--- Excerpt to read ---
━━━━━━━━━━━━━━━━

Nepal’s national flower is the Red Rhododendron, which provides a unique link to the Rhododendron as a beautiful and thriving shrub in a number of counties of Southern England – a unique link between the two countries. Because of its vast range of climatic zones, soils, and weather types, for its size Nepal counts as one of the richest countries of the world for medicinal plants and herbs.

The work of Dr Mark Watson, Head of Flora at the Royal Botanical Gardens in Edinburgh (RBGE) is of global importance in this field – the UKNFS records here as well that it was through Dr Watson that key support was provided that enabled the UKNFS to undertake the UK side of the Nepal Art Council, Britain – Nepal Bicentenary Exhibition, without which support from the UKNFS the exhibition would have been impossible.  The starting point for the latter was research work with Dr Watson at the RGBE, and at RBG Kew Gardens.  Here are two useful links on Nepal’s flora:  


Still largely agrarian, tourism is the main income generator. Nepal (pre-Covid 19 impacts) has one of the fastest economic growth rates in Asia and the world.  The country still has an extensive diaspora sourced overseas remittances dimension to its economy: an important element of core income for many Nepali families especially in remoter parts of the country.

Peoples of Nepal – ethnicities and languages:

Just as it is essential for Nepalis to be aware that the UK is a Parliamentary Democracy and Constitutional Monarchy (head of state a monarch rather than a democratically elected president) and has four core constituent devolved administration components (as well as ‘overseas dependencies/territories such as the Falklands and Gibraltar) – England, Scotland, Wales, Northern Ireland.  So too is it important for all British citizens to be aware of the core particulars of Nepal. 

These are that the country is a constitution-based republic following a federal system of parliamentary democracy and comprises some hundred plus ethnic minority and major ethnic communities.  The map below details the latter: ethnicity and clan and/or caste matter in Nepali culture and society and transfer to the UK in terms of preserving cultural identity.

Source: Wikipedia *On the map the term ‘Pahari’ refers to the languages of hill dwellers in the main. The white areas on the southern border relate to ‘Terai’ peoples such as the Madhesi in the South-East on the India-Bihar frontier.

━━━━━━━━━━━━━━━━

--- Data shown ---

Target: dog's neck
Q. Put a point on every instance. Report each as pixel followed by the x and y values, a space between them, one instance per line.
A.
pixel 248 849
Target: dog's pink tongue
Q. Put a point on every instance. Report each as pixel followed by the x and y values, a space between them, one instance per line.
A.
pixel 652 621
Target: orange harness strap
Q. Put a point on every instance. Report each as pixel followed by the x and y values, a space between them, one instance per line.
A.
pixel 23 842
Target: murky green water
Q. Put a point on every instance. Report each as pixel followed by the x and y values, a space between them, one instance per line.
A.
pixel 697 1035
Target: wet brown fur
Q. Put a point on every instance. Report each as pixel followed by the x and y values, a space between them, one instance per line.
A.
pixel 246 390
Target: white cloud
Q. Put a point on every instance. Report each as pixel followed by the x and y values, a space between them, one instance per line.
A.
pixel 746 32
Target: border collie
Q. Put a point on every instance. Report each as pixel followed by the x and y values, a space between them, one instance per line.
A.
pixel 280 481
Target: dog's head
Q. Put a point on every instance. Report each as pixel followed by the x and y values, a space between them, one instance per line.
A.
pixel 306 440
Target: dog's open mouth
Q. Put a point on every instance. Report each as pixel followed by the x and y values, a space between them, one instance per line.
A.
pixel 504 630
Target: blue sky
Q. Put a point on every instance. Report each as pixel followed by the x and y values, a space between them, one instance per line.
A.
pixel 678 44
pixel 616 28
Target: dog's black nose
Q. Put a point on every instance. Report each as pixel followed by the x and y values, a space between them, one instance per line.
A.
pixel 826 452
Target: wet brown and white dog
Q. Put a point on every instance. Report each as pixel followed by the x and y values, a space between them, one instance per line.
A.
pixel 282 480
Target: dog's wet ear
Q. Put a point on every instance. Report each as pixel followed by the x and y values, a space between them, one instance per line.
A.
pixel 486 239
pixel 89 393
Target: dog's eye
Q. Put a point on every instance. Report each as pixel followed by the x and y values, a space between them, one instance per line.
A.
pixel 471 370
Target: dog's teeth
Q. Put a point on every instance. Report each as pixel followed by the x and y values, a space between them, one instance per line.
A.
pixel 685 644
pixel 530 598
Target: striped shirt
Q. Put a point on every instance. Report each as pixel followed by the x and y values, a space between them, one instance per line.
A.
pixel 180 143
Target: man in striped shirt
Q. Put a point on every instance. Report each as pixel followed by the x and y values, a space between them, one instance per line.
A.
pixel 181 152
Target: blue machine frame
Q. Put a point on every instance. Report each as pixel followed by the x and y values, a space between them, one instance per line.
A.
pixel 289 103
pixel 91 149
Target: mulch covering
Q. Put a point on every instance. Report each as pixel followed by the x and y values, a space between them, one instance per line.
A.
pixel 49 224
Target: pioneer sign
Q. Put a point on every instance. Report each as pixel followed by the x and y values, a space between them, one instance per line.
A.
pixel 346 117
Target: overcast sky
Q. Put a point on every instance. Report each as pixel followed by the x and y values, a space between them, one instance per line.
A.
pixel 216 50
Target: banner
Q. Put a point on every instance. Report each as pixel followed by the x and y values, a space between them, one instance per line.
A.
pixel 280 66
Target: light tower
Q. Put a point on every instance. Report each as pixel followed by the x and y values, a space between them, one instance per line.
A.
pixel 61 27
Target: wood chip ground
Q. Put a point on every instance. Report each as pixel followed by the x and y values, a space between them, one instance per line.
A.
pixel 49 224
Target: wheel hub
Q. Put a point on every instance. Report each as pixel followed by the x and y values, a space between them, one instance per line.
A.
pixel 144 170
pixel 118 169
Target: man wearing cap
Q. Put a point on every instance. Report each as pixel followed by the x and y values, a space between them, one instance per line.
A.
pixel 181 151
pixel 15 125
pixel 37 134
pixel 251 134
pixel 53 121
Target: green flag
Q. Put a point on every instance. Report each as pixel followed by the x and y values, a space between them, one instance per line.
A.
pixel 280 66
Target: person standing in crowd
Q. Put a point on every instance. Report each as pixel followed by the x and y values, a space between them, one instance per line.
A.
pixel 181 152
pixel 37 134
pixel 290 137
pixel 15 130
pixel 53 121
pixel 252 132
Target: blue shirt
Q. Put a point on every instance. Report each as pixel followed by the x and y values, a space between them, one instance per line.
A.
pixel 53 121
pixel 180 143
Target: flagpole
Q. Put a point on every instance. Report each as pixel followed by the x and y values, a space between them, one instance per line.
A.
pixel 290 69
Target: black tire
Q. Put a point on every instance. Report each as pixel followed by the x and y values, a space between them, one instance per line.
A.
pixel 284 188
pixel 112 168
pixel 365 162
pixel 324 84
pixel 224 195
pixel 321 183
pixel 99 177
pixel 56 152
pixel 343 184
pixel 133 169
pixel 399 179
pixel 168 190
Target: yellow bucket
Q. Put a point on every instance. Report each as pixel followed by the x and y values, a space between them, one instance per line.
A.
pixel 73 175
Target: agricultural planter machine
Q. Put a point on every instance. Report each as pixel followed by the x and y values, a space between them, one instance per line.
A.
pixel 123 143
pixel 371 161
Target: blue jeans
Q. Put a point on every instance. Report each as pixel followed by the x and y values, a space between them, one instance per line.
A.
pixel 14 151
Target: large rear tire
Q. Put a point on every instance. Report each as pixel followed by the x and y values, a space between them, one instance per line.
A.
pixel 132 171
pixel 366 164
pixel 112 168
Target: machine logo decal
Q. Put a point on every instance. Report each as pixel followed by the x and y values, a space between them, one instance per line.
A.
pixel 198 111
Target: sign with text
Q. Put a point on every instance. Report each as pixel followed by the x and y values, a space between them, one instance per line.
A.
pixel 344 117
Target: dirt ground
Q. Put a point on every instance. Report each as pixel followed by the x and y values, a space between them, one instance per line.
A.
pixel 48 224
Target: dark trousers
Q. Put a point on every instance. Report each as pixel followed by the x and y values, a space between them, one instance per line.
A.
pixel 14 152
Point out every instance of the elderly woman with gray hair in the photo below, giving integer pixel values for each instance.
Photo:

━━━━━━━━━━━━━━━━

--- Exercise aim ---
Using the text about Nepal, answer these:
(a) What is Nepal's national flower?
(b) What post does Dr Mark Watson hold?
(c) What is named as Nepal's main income generator?
The items are separate material and have no connection to the text about Nepal.

--- Exercise response ---
(a) The Red Rhododendron
(b) Head of Flora at the Royal Botanical Gardens in Edinburgh (RBGE)
(c) Tourism